* START SUPPLIED DATA *
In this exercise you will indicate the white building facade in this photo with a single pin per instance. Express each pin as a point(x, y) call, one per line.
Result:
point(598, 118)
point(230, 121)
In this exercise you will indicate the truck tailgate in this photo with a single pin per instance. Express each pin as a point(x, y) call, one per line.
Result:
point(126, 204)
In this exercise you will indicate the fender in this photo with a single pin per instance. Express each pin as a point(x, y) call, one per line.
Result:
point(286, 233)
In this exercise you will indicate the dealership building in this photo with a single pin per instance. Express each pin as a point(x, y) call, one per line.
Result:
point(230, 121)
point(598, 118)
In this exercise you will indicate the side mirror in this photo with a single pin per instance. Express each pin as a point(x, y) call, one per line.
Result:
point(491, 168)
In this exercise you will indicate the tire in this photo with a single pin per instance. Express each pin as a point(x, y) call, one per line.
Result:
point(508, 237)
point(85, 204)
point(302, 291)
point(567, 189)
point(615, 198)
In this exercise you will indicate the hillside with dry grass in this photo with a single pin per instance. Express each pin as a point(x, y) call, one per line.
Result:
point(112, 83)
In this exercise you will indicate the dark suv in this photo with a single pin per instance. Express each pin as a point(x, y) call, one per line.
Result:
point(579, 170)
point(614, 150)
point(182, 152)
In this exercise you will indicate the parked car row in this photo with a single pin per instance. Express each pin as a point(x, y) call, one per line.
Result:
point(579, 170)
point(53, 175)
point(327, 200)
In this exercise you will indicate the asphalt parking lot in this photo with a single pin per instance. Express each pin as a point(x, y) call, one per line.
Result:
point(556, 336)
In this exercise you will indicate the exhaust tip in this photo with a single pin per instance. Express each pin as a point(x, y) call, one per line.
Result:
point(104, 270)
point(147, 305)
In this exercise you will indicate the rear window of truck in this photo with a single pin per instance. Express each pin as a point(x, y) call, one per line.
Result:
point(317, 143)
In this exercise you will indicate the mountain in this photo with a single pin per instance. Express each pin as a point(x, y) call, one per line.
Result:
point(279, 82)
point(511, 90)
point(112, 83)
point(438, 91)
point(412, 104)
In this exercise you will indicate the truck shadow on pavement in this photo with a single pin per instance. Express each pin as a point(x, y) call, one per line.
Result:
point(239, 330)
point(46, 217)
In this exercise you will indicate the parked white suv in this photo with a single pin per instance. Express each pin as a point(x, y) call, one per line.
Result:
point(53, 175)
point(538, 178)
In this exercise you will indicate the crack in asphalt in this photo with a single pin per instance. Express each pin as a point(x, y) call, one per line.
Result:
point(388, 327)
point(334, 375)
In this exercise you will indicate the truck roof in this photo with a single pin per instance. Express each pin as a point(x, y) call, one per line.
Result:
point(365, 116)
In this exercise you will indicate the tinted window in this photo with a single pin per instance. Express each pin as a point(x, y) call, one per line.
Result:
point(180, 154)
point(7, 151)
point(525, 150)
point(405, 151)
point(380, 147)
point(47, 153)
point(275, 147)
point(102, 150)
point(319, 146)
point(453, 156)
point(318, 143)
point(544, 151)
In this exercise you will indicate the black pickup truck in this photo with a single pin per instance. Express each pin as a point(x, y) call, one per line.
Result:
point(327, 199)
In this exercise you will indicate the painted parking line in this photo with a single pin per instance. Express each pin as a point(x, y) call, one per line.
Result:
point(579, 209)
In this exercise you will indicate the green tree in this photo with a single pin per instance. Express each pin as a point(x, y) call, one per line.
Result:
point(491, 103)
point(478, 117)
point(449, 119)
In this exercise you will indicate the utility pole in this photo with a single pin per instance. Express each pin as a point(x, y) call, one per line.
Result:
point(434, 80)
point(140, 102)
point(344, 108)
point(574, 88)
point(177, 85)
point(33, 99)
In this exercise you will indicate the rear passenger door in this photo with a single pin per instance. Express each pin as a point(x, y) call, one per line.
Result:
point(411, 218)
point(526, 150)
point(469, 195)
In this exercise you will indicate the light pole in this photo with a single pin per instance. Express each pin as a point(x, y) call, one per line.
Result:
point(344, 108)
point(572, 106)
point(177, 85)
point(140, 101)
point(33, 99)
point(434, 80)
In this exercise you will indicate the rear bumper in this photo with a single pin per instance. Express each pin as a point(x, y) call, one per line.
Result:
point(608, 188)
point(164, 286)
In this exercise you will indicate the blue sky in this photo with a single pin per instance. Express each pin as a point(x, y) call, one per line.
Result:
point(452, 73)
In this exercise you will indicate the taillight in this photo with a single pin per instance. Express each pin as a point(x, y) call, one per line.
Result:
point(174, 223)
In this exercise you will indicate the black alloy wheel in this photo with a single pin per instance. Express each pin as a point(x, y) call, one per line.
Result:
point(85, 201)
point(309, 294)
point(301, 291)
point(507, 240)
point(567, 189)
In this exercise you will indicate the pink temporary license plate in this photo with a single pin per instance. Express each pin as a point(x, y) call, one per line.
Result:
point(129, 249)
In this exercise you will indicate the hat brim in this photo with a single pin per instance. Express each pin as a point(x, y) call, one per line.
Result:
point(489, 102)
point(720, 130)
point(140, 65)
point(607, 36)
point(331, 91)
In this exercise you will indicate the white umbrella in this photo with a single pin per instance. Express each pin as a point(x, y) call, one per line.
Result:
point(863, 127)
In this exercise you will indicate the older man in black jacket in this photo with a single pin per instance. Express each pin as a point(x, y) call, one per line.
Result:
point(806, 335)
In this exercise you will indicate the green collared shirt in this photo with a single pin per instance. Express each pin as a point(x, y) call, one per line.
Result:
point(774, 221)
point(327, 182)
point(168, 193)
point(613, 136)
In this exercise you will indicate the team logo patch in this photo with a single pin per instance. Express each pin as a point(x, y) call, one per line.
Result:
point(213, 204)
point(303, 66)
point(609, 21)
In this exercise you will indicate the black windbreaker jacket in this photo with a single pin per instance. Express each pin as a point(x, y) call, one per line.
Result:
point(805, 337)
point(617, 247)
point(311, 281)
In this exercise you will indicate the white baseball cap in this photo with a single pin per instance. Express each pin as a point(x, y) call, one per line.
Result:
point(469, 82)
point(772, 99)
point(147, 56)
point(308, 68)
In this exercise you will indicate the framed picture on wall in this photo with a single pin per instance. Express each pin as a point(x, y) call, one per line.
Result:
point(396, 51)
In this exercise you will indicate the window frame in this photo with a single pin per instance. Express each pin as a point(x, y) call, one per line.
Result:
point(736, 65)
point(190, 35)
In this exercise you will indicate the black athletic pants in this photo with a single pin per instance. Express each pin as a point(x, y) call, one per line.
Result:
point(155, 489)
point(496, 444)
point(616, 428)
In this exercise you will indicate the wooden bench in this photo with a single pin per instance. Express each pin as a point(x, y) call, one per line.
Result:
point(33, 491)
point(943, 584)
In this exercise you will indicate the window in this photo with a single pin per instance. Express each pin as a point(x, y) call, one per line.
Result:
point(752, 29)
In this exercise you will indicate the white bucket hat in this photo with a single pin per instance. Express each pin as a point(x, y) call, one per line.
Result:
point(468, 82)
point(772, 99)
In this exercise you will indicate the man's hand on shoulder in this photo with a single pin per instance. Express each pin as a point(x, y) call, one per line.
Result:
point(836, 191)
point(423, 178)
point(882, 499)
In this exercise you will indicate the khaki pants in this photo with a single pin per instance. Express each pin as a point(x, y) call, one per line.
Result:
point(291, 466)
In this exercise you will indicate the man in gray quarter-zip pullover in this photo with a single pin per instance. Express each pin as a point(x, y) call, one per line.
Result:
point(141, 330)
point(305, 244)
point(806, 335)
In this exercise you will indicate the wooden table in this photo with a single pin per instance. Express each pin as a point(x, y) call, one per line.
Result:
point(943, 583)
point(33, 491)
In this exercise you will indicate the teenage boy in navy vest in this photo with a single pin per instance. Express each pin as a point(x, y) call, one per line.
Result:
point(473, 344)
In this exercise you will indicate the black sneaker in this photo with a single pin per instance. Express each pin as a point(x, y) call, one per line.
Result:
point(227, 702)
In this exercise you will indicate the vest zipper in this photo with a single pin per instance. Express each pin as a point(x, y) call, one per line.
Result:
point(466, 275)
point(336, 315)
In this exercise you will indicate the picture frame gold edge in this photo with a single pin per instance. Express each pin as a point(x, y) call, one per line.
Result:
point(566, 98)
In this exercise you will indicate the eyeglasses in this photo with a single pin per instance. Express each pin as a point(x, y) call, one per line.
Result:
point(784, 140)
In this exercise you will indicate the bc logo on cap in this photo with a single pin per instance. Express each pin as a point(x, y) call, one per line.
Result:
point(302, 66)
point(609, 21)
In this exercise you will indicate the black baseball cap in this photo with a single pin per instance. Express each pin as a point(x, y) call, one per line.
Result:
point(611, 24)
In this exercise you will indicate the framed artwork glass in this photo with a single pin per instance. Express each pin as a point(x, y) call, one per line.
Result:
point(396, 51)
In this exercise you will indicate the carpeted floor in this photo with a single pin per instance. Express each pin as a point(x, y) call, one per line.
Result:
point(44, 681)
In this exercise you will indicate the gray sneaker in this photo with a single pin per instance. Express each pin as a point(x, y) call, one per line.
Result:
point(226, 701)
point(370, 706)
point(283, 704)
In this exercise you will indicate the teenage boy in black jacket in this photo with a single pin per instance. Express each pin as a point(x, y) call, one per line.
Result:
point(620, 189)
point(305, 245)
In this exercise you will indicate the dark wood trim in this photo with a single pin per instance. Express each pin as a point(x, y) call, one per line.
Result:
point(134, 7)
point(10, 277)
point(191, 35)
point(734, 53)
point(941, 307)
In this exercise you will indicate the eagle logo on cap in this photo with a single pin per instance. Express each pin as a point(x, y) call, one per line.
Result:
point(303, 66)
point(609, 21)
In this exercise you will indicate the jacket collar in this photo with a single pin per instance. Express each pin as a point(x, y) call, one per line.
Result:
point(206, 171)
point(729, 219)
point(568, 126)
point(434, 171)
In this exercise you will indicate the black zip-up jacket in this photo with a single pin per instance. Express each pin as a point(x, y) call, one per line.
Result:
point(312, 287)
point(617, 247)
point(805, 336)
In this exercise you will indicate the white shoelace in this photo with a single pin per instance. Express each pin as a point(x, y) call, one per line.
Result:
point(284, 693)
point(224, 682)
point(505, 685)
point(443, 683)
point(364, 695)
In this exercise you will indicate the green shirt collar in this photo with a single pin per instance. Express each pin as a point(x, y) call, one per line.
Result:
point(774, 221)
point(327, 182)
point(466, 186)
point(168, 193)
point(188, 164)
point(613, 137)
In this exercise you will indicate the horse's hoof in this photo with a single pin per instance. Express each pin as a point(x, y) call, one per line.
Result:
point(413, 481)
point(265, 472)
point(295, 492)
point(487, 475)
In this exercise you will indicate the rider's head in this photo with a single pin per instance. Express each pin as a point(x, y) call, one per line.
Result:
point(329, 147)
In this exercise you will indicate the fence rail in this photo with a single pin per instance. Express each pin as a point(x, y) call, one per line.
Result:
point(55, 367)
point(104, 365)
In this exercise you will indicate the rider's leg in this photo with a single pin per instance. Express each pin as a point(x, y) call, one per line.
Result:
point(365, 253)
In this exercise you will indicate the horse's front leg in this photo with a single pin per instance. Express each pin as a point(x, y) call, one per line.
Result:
* END SUPPLIED DATA *
• [WORK REQUIRED]: Rewrite the lines starting at the line containing "In this exercise you will indicate the green collared" and ending at the line containing "point(613, 136)", substituting "polo shirt" for "collared shirt" and leaving everything else unchanged. Return only those lines.

• [CORRECT OUTPUT]:
In this exercise you will indicate the green polo shirt in this photo with a single pin per instance. Express each pin as a point(x, y) call, one per line.
Result:
point(774, 221)
point(327, 182)
point(168, 193)
point(613, 136)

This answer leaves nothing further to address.